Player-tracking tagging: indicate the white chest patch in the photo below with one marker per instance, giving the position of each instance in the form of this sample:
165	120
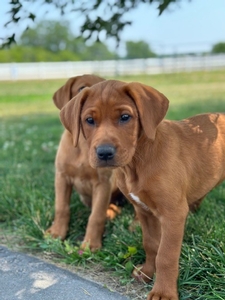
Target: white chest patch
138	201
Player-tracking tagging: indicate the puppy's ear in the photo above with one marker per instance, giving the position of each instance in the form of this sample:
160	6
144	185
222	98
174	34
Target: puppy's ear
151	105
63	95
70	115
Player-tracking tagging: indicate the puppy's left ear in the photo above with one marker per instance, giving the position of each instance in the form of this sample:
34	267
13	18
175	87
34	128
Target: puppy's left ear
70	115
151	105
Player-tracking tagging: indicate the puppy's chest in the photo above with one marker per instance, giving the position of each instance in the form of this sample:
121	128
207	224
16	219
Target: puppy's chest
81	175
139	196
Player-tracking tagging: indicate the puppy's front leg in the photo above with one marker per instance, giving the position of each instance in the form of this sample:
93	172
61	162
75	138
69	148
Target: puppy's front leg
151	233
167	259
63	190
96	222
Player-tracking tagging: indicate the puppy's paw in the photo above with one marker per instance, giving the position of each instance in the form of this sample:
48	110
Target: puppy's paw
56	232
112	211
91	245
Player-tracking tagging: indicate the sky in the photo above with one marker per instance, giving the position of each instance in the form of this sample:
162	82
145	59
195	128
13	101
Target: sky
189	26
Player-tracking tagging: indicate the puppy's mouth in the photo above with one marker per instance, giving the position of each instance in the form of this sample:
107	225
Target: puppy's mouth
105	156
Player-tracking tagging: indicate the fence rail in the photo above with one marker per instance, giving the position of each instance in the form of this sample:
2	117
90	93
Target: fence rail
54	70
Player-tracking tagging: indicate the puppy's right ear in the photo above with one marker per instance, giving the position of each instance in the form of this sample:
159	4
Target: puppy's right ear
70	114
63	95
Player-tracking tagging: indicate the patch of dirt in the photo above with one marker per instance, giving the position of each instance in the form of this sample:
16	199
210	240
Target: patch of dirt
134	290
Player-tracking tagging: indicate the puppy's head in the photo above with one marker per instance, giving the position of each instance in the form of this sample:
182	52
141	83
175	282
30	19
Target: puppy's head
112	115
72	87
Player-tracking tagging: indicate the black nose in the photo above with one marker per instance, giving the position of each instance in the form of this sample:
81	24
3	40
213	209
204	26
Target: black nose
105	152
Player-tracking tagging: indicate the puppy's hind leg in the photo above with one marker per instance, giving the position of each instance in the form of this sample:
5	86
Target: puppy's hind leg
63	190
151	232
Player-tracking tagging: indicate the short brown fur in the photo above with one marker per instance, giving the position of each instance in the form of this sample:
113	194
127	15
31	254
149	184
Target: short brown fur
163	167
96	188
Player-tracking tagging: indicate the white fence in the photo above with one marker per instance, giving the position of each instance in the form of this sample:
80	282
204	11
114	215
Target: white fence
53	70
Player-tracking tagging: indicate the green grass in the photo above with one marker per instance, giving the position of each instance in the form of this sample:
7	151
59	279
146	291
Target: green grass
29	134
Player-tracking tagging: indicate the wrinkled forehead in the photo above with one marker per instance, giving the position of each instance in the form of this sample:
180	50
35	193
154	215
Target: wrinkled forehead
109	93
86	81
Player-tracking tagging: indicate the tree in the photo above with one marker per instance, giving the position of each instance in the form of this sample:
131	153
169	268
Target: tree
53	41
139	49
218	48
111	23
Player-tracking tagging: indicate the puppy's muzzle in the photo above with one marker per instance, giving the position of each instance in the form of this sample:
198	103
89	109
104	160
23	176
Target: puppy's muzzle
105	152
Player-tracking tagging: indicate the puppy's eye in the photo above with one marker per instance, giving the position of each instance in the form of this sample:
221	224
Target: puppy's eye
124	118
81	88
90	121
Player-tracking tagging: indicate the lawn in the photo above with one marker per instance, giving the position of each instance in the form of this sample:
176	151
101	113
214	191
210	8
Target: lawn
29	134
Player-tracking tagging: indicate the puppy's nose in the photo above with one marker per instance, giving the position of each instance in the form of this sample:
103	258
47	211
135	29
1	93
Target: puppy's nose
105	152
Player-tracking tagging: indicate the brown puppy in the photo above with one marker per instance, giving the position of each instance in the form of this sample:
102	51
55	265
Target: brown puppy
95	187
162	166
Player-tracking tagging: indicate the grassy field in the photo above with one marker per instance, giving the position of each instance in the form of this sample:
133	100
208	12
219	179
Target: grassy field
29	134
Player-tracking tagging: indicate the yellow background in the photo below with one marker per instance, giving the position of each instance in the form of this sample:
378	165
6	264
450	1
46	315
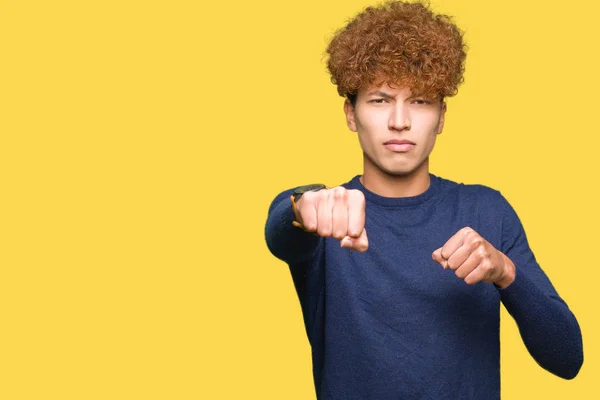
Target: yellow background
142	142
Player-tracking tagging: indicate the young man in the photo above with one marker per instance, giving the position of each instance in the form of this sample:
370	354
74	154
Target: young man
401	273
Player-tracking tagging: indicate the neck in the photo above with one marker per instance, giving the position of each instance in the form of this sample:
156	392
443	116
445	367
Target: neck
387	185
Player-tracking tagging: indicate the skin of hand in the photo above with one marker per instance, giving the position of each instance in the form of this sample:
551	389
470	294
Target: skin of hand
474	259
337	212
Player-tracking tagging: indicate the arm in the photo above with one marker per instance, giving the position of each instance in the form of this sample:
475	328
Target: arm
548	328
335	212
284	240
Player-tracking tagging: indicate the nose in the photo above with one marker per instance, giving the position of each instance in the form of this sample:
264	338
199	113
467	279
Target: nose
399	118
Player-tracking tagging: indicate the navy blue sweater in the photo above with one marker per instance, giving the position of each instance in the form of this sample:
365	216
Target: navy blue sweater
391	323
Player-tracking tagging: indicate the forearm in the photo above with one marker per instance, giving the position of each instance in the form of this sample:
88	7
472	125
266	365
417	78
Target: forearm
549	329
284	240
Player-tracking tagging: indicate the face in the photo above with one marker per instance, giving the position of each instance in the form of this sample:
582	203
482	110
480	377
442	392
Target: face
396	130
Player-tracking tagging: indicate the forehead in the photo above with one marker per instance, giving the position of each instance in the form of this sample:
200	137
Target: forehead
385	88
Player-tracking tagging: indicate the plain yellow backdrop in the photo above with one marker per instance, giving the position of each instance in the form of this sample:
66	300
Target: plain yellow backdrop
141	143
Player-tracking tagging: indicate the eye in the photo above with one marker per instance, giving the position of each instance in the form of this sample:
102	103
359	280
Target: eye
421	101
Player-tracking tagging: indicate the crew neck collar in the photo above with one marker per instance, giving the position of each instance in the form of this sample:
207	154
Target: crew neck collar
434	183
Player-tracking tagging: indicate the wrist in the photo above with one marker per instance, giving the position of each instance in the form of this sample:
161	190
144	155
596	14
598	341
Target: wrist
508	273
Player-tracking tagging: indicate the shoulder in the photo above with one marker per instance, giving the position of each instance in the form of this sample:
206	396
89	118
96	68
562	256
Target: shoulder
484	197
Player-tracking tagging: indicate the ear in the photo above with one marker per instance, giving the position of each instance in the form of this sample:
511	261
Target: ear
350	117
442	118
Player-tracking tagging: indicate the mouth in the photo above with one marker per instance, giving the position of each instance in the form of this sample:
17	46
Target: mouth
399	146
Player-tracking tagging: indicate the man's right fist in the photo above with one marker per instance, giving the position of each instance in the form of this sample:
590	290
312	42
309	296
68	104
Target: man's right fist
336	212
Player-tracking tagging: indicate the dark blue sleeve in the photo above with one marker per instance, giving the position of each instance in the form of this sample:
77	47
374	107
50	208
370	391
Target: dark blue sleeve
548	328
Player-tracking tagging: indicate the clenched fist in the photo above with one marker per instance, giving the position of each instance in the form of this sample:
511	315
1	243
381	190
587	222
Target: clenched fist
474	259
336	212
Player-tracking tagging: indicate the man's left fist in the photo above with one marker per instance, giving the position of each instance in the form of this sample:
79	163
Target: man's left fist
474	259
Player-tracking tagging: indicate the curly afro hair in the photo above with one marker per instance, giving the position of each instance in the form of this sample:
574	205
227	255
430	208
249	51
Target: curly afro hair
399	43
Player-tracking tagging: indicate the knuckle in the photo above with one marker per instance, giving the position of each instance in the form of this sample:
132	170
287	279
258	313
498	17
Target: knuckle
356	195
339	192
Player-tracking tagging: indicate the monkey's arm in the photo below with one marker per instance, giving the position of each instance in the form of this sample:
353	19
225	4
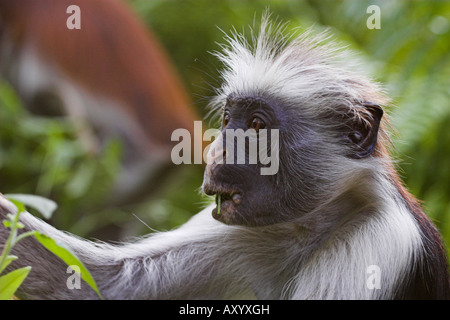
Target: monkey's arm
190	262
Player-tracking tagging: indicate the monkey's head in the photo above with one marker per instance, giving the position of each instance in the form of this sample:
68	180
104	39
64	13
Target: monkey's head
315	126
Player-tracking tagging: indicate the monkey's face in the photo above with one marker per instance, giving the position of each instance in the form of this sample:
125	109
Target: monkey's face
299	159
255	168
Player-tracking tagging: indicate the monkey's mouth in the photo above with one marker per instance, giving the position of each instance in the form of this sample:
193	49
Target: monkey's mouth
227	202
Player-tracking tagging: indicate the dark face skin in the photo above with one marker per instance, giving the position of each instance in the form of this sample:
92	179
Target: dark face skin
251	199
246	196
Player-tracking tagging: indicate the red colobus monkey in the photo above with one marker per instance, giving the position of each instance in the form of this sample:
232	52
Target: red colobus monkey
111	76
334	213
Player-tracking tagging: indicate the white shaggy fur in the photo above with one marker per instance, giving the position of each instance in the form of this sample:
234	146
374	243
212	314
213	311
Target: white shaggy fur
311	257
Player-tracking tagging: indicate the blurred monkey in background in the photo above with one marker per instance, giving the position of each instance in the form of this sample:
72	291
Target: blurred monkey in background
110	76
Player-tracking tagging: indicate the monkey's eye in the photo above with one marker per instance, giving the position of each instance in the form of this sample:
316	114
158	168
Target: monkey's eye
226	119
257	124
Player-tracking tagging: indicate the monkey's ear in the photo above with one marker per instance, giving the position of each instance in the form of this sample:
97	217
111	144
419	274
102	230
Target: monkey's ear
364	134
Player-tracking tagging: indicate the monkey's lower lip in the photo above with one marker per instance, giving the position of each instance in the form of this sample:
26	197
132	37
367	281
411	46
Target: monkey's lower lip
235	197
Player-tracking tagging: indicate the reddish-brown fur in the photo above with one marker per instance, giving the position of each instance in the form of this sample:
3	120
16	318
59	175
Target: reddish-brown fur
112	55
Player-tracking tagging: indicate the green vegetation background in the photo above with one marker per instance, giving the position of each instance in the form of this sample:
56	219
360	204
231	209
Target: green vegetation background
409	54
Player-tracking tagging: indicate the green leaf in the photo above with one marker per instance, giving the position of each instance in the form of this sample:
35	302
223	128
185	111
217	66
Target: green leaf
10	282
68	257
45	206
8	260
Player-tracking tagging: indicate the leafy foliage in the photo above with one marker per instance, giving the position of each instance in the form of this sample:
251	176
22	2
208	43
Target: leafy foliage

_ _ _ _ _

**Work request:** What lines in the listing above contain the word "leafy"? Show each one.

**Your response:**
Player-tracking tagging: indicate the leafy foliage in the photo above with one marker per instance, giving the position of each instance in the form of this sample:
Target: leafy foliage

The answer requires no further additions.